Rewrite the lines below as a numbered list, leaving out any blank lines.
### Listed entries
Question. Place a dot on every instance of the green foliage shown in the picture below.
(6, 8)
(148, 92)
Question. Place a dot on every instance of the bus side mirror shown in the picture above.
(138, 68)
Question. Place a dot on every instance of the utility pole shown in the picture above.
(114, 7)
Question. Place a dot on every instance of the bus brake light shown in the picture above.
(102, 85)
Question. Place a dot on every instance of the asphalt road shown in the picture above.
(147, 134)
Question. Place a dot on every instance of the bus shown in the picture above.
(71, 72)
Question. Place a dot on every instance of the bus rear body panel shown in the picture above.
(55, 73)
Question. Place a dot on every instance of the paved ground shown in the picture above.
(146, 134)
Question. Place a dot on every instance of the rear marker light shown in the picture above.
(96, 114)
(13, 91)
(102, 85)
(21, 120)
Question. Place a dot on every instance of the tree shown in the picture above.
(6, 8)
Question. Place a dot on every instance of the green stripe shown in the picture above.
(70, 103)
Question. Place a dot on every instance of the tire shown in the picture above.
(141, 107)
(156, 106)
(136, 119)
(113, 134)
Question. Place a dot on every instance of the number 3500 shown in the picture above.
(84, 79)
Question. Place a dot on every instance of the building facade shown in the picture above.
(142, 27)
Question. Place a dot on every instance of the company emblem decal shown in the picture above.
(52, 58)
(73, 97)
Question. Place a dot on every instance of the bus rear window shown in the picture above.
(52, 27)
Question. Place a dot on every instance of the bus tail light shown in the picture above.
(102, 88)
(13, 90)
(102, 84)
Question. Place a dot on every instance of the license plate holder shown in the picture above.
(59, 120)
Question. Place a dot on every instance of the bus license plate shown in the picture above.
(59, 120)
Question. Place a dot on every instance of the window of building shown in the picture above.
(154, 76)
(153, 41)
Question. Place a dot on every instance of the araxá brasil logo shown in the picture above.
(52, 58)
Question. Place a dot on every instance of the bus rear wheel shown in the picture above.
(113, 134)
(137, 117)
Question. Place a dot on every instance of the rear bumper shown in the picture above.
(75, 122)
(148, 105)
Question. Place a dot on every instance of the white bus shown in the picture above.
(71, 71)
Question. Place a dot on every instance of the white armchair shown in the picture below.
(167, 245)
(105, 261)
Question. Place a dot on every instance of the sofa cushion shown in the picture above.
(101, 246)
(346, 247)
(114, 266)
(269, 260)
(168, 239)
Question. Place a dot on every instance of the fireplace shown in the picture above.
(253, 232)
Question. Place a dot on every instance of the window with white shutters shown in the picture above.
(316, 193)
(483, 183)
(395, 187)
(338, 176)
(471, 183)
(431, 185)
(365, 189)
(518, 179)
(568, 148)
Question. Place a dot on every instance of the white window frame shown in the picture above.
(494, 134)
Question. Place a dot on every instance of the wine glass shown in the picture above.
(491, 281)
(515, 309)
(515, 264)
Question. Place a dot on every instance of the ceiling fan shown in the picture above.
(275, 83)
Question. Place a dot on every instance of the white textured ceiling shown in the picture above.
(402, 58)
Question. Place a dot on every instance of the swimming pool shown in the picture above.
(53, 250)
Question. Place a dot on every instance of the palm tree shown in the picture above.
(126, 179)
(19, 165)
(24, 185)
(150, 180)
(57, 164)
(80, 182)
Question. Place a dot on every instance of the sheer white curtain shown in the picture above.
######
[Output for this task]:
1. Question. Place a dot on every instance of the green foliage shown in the picture below.
2. (6, 8)
3. (148, 92)
4. Question. Place a dot on every instance of the bus side mirror shown in the picture above.
5. (138, 68)
6. Question. Place a dot on every instance of the utility pole shown in the picture above.
7. (114, 7)
8. Question. Place a dot on every instance of the bus brake light shown in the picture above.
9. (102, 85)
10. Question. Place a dot on every instance of the asphalt road shown in the picture above.
11. (147, 134)
12. Question. Place a dot on every instance of the bus shown in the picture above.
13. (71, 72)
14. Question. Place a dot on every instance of the bus rear body panel shown in the picture above.
15. (55, 73)
16. Question. Place a dot on every instance of the paved ground shown in the picture above.
17. (146, 134)
18. Question. Place a dot on every instance of the rear marker light shown in the picture above.
19. (96, 114)
20. (13, 91)
21. (102, 85)
22. (21, 120)
23. Question. Place a dot on every instance of the tree shown in the picture above.
24. (6, 8)
25. Question. Place a dot on every instance of the green stripe shown in the picture above.
26. (70, 103)
27. Question. Place a dot on every instance of the tire shown in the picture above.
28. (141, 107)
29. (156, 106)
30. (136, 119)
31. (113, 134)
32. Question. Place a dot on every instance of the number 3500 shown in the picture above.
33. (84, 79)
34. Question. Place a dot on every instance of the building facade shown in the picture above.
35. (142, 27)
36. Question. Place a dot on every instance of the company emblem decal shown in the picture above.
37. (52, 58)
38. (73, 97)
39. Question. Place a dot on every instance of the bus rear window shown in the picture above.
40. (52, 27)
41. Question. Place a dot on every instance of the bus tail light shown in the picture above.
42. (102, 88)
43. (13, 90)
44. (102, 84)
45. Question. Place a dot on every instance of the license plate holder shown in the picture above.
46. (59, 120)
47. Question. Place a dot on every instance of the bus license plate shown in the picture above.
48. (59, 120)
49. Question. Place a dot on every instance of the window of building shown in the picture above.
50. (154, 76)
51. (153, 41)
52. Question. Place a dot on every instance of the araxá brasil logo shown in the picture above.
53. (52, 58)
54. Question. Place a dot on every instance of the bus rear wheel shown in the picture above.
55. (113, 134)
56. (137, 117)
57. Question. Place a dot on every instance of the rear bumper shown in the picture above.
58. (75, 122)
59. (148, 105)
60. Question. Place a dot on every instance of the white bus shown in the picture above.
61. (71, 71)
62. Question. Place a dot on every instance of the white armchair shown in the picture below.
63. (167, 245)
64. (105, 261)
65. Question. Place a dot on every instance of the sofa cushion shown in the picture above.
66. (101, 246)
67. (346, 247)
68. (114, 266)
69. (269, 260)
70. (168, 239)
71. Question. Place a dot on every instance of the fireplace shown in the picture above.
72. (253, 232)
73. Question. Place a dot on every instance of the window with white shutters shown in the picture above.
74. (316, 193)
75. (483, 183)
76. (395, 187)
77. (338, 176)
78. (471, 183)
79. (431, 185)
80. (365, 189)
81. (518, 179)
82. (568, 148)
83. Question. Place a dot on every instance of the white window frame shown in the picture above.
84. (494, 134)
85. Question. Place a dot on every instance of the wine glass shown in the picture above.
86. (491, 281)
87. (515, 309)
88. (515, 264)
89. Question. Place a dot on every instance of the ceiling fan shown in the picture above.
90. (275, 83)
91. Question. Place a dot on every instance of the white textured ceiling shown in the picture above.
92. (402, 58)
93. Question. Place a dot on every instance of the swimming pool shown in the picture above.
94. (53, 250)
95. Question. Place a dot on every instance of the palm tree shown in the picture above.
96. (126, 179)
97. (19, 165)
98. (24, 185)
99. (150, 180)
100. (57, 164)
101. (80, 182)
102. Question. Place a dot on every instance of the sheer white curtain shown in the picture above.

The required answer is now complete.